** Fragmento de texto **
....................

El mensaje adquiere su potencialidad de recepción en la opacidad en la que puede ser decodificado, tanto en lo que muestra como en lo que esconde. Es decir, mientras que el pronombre “yo” disimula un “nosotros” que intenta reestablecer el “honor colectivo” profanado ante quién osó (o en un futuro se anime) a cruzar la frontera de los barrios para poner en jaque aquello que es “nuestro”; también revela, amedrenta y refuerza todo su poder de muerte. En efecto, al mismo tiempo que se envía el mensaje vía Facebook y se exhibe con el paso del tiempo la escena de linchamiento, se refuerzan las posiciones y jerarquías dentro del espacio social.
Entendemos que los aportes de Segato (2006) se condicen con esto. La autora expresa que el mensaje violento se emite a través de dos ejes de interlocución: horizontal y vertical. A través de la escritura en el cuerpo de las víctimas, los perpetradores anuncian a aquellos “otros” y a la sociedad en general su poder de muerte. La exposición del mensaje refuerza la reputación de los victimarios con sus pares, buscando hermandad, silencio y protección (eje horizontal), no por acaso los medios de comunicación y la investigación penal preparatoria del crimen, hacen foco en el mismo lugar: “el pacto de silencio de los vecinos”. Pero también reactualiza su estatus frente a los del otro lado, los de San Ignacio y hacia la sociedad en su conjunto, erigiéndose como buenos vecinos y dignos representantes de una moralidad social para así poder justificar su prepotencia punitiva y ejemplificadora (eje vertical).
Dichas alusiones teóricas de las cuales partimos, nos invitan a mirar la “puesta en escena”, a observar la producción de distinciones, y/o fragmentos de un poder previo que se reproduce en los “cuerpos matables” de jóvenes hombres de sectores populares. Por ende, la autora del mural, no sólo invierte los “papeles” que configuraron la interacción, sino que torna inteligible los retazos que dejó la sórdida máquina de linchamiento. Se re-inscribe la condición humana en la persona que recibe todos los golpes, mientras aquel que aniquila representa la animalidad desprovista de todos los atributos de la noción de persona.

....................

** Ejercicio escrito 1 **
En el fragmento sobre el linchamiento, ¿qué busca la exposición del mensaje entre los victimarios y sus pares en el eje horizontal? Enumera todo lo que se menciona.
** Ejercicio escrito 2 **
Imprime, sin cambios, todo lo que va en el fragmento sobre el linchamiento desde "El mensaje adquiere" hasta "del espacio social.".
** Ejercicio escrito 3 **
Prosigue el texto sobre el linchamiento y el mural a partir del punto en que termina.

** Datos proporcionados **

....................

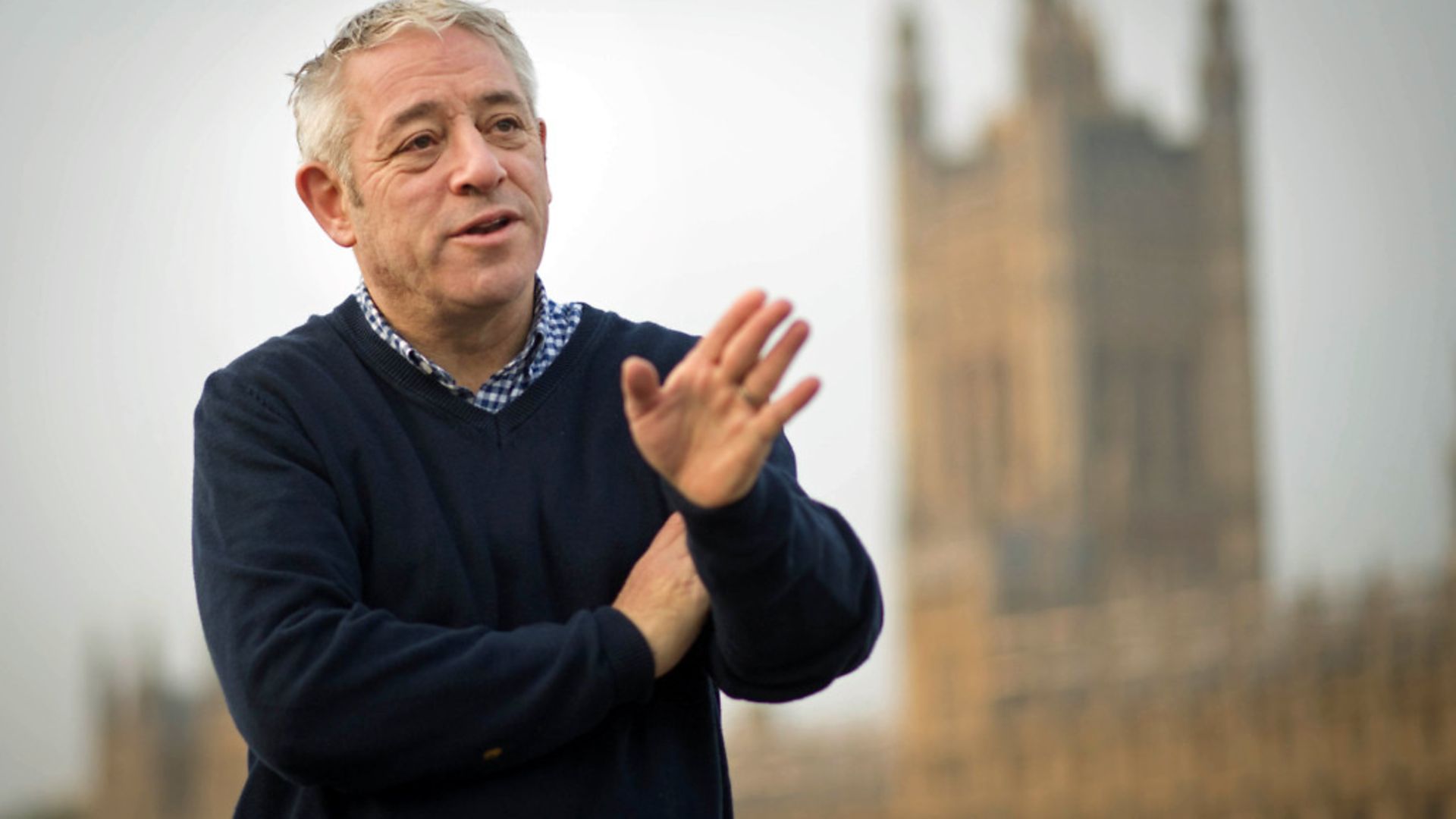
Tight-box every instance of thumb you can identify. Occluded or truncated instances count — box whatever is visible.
[622,356,663,419]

....................

** Resultado del ejercicio 1 **
- hermandad
- silencio
- protección

** Resultado del ejercicio 2 **
El mensaje adquiere su potencialidad de recepción en la opacidad en la que puede ser decodificado, tanto en lo que muestra como en lo que esconde. Es decir, mientras que el pronombre “yo” disimula un “nosotros” que intenta reestablecer el “honor colectivo” profanado ante quién osó (o en un futuro se anime) a cruzar la frontera de los barrios para poner en jaque aquello que es “nuestro”; también revela, amedrenta y refuerza todo su poder de muerte. En efecto, al mismo tiempo que se envía el mensaje vía Facebook y se exhibe con el paso del tiempo la escena de linchamiento, se refuerzan las posiciones y jerarquías dentro del espacio social.

** Resultado del ejercicio 3 **
Por otra parte, Un negro menos, permite analizar cómo la consigna inscripta en el mural problematiza el `linchamiento´ en tanto artefacto o dispositivo político de producción de desemejanza (Valle, 2014). Si bien se torna necesario el ejercicio simbólico de animalizar una persona para dar muerte, bien es cierto que la relación que existe entre la crueldad y determinadas muertes violentas, no puede ser asimilada solamente a las gramáticas de horror y maldad con las cuales se concretan los mensajes espectaculares en el plano simbólico. Lo que aquí estamos pensando sobre crueldad, sufrimiento y dolor tiene una relación directa con la manipulación material del cuerpo como escenario de horror y panfleto político de terror. En su carácter agresivo, se destruye y degrada todo resto de humanidad al mismo tiempo que se produce su rápida propaganda y difusión.[9] No obstante, resulta interesante la sugerencia de Bermudez al representar ciertas muertes violentas: “los repertorios de denuncia que se ponen en escena podrían terminar por legitimar la violencia en la medida en que colocan su acento sobre las modalidades de la crueldad, y no necesariamente sobre la muerte misma” (Bermúdez, 2015: 4). El registro de la mamá de José, parecería dar cuenta de ello, en la forma en la cual enfrenta la muerte de su hijo y tramita el dolor. Ella expresa que otra sería la cuestión si su hijo hubiese recibido una muerte “simple” y rápida ante la letalidad de un balazo, porque es verdad que estaba robando ese día.
Esto mismo quedó planteado cuando tuvimos la oportunidad de conocer en el barrio a Micaela: ni a un perro lo matan de esa manera. Ni a los violadores los matan de esa forma, la sociedad mata y le tiene más miedo a un choro que a un violador. Mi hermano merecía ir preso pero no se merecía lo que le pasó. Micaela se convence todos los días que su hermano no está muerto, por eso no visita el altar donde algunos lo recuerdan. Para ella, José está en la cárcel, lugar en que estuvo detenido otras veces. Y es allí, donde ella reclama el valor de la condición humana. Por contra partida, imaginar a su hermano en la cárcel, implica construir el olvido que el exceso de brutalidad dejó.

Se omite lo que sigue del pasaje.